(Entries for bounding box labeling)

====

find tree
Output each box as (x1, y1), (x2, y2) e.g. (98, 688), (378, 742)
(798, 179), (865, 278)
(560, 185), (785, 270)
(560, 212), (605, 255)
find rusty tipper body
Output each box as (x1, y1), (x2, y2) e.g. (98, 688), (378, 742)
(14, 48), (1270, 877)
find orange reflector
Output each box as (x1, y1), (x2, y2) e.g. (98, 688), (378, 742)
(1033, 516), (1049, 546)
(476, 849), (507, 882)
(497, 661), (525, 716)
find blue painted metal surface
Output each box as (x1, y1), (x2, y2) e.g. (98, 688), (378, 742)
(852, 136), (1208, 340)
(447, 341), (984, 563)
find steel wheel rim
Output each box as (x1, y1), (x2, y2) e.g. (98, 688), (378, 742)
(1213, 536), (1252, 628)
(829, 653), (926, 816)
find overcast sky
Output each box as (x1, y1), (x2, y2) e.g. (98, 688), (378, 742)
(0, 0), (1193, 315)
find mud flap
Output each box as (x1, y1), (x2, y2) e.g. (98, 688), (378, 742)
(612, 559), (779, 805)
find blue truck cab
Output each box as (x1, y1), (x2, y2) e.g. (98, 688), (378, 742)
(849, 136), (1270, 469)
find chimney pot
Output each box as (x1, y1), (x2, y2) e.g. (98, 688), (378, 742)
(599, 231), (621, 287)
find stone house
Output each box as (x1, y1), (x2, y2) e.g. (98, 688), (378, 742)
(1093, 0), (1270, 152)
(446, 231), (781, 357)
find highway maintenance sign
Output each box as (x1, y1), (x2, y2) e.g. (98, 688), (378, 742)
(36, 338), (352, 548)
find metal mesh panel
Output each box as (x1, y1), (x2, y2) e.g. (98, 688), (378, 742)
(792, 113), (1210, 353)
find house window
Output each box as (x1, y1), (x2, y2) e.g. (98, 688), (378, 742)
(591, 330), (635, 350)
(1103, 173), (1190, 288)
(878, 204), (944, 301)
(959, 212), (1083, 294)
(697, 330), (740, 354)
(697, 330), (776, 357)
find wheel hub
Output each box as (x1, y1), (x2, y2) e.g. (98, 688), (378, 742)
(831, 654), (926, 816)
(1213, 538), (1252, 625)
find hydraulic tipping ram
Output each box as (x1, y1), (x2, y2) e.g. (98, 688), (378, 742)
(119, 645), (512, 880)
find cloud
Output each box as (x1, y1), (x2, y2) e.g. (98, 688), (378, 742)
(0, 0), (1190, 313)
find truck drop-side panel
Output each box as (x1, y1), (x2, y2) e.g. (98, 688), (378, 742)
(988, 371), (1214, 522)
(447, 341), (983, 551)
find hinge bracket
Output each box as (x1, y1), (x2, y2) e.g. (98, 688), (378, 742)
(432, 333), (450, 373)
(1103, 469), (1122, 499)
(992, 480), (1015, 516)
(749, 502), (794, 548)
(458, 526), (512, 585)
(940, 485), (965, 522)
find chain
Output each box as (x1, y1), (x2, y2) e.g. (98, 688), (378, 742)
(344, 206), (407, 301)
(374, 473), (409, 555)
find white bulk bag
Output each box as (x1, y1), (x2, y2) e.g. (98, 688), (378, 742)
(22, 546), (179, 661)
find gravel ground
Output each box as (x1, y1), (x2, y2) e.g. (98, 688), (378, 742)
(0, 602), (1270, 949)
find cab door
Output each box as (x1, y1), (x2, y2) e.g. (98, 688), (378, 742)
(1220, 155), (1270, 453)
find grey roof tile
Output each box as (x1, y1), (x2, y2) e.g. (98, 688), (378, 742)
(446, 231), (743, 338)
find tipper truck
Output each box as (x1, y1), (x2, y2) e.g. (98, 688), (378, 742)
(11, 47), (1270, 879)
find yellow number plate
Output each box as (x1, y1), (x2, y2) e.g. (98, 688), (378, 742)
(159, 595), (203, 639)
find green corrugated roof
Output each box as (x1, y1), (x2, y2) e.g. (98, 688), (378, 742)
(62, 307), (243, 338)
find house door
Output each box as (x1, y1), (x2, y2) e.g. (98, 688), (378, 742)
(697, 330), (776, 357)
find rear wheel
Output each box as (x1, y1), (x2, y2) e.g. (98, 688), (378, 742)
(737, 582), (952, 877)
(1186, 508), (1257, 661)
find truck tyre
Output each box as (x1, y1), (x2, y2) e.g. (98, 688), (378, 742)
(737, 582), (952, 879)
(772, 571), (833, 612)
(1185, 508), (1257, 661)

====

What you are asked to do
Pick out each line in the entries above that contains the word "tipper", and copy those lines.

Full output
find rusty tipper body
find tipper truck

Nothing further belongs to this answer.